Your answer should repeat every record verbatim.

→ Data
= = = = =

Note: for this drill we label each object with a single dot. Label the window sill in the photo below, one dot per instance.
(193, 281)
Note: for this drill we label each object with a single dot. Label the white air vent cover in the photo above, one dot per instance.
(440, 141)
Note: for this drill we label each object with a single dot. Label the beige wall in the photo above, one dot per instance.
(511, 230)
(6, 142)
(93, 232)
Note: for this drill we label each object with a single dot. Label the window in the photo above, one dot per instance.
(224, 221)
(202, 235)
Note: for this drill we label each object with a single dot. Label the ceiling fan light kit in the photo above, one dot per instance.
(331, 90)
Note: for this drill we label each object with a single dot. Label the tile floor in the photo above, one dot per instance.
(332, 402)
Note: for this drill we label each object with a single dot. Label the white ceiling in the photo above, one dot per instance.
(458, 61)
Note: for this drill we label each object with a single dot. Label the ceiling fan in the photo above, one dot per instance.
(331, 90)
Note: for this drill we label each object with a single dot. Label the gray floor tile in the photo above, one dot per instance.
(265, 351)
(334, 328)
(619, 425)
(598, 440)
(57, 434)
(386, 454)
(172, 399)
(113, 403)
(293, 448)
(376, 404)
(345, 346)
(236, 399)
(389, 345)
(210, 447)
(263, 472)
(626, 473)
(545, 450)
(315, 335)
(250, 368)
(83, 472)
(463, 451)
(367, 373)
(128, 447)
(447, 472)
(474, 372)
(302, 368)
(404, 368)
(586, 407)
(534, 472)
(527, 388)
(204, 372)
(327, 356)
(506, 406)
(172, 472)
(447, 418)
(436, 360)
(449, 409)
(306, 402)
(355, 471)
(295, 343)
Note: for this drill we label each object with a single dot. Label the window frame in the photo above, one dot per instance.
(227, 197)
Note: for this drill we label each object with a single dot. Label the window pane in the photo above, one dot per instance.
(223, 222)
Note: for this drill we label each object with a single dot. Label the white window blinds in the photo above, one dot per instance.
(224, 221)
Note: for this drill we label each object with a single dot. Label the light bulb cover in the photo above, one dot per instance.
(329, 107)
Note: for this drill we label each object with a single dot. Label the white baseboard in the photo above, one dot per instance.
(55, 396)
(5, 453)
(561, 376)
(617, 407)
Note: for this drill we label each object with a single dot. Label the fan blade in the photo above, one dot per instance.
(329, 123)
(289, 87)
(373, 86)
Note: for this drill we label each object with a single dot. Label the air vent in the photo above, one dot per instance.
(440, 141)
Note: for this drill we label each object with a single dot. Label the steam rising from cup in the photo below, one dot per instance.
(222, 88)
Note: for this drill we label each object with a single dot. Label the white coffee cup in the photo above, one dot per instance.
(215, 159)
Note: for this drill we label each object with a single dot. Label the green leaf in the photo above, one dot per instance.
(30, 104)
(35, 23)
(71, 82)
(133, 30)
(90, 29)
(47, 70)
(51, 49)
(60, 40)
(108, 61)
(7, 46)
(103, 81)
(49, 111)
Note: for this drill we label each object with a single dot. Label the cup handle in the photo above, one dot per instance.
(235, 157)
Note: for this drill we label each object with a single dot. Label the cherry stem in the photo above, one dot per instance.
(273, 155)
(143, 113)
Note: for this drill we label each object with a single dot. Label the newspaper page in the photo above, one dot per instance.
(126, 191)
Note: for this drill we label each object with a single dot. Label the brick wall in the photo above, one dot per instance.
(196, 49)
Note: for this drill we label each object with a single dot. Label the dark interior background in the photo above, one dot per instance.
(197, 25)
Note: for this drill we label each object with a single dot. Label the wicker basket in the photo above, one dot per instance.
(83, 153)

= = = = =

→ Solution for this task
Note: for this drill we label each object with a single dot. Label the window sill in the photo below, one dot per instance.
(193, 281)
Note: for this drill we label each object with a single dot. Label the white air vent cover in the photo above, one dot per instance.
(440, 141)
Note: for this drill we label each object with a single dot. Label the beige wall in the photo above, one dot per instance.
(511, 230)
(6, 142)
(93, 232)
Note: for this drill we label each object with a single dot. Label the window in the photo above, one dot per instance.
(224, 221)
(202, 235)
Note: for this drill we label each object with a single dot. Label the ceiling fan light kit in the photo above, one dot per instance.
(331, 90)
Note: for this drill we label each object with a single dot. Label the tile floor in the photo above, one dot per instance.
(332, 402)
Note: for this drill we label each object with a single dot. Label the white ceiling in the photo above, one dot per instance.
(458, 61)
Note: for this drill we label each object with a single dot. Label the ceiling fan in the photo above, one dot per instance.
(331, 90)
Note: for this drill we label each object with a single dot. Label the gray floor tile in the photo above, one dot per instance.
(265, 351)
(334, 328)
(619, 425)
(598, 440)
(57, 434)
(386, 454)
(172, 399)
(113, 403)
(293, 448)
(376, 404)
(345, 346)
(236, 399)
(389, 345)
(210, 447)
(263, 472)
(626, 473)
(545, 450)
(315, 335)
(250, 368)
(83, 472)
(463, 451)
(367, 373)
(128, 447)
(447, 472)
(474, 372)
(302, 368)
(404, 368)
(586, 407)
(534, 472)
(527, 388)
(204, 372)
(327, 356)
(506, 406)
(172, 472)
(447, 418)
(436, 360)
(449, 409)
(306, 402)
(355, 471)
(295, 343)
Note: for this drill we label each object with a single dot. Label the window frame in the photo above, one dot per instance.
(227, 197)
Note: for this drill we label each object with a single dot. Label the window pane in the photo above, one dot per instance.
(223, 222)
Note: for this drill we label each object with a single dot. Label the white window blinds in the photo above, one dot per instance.
(224, 221)
Note: for this drill we label each object with a single dot. Label the light bulb cover in the photo above, one dot per instance.
(329, 107)
Note: for this drill we label each object with a single dot. Label the white baseboard in the photo above, one dot per instance.
(55, 396)
(5, 453)
(561, 376)
(617, 407)
Note: for this drill we label each object with a single dot. Label the fan blade in the photo above, one dot per instance.
(329, 123)
(289, 87)
(373, 86)
Note: for this drill we label each object with a single dot. Label the air vent in the photo above, one dot per instance.
(440, 141)
Note: for this drill we label each object with a single dot. Label the steam rising from cup in the photo below, one dot per instance.
(222, 88)
Note: for this drill we label each object with a single dot. Label the white coffee cup in the photo above, one dot per instance.
(215, 159)
Note: for this drill we label each object with a single dot. Label the green leaf in the photo above, one dot per instance.
(30, 104)
(35, 23)
(71, 82)
(133, 30)
(90, 29)
(47, 70)
(51, 49)
(60, 40)
(108, 61)
(7, 46)
(103, 81)
(49, 111)
Note: for this drill we label each object with a single dot. Label the cup handle in the photo above, one dot per instance.
(235, 157)
Note: for this drill we label each object with a single dot. Label the cherry stem in the photo above, one dot per instance.
(273, 155)
(143, 113)
Note: for this drill we label each object with a single dot. Label the newspaper page in the photo above, one dot per instance.
(126, 191)
Note: for this drill we label each object with a single dot. Label the brick wall in the photo above, one dot per instance.
(196, 49)
Note: for this drill we label each object with a single dot. Label the dark interior background in the photo above, one dot per instance.
(197, 25)
Note: for this drill we label each object with a single dot. Label the wicker basket in the photo above, one dot per instance.
(83, 153)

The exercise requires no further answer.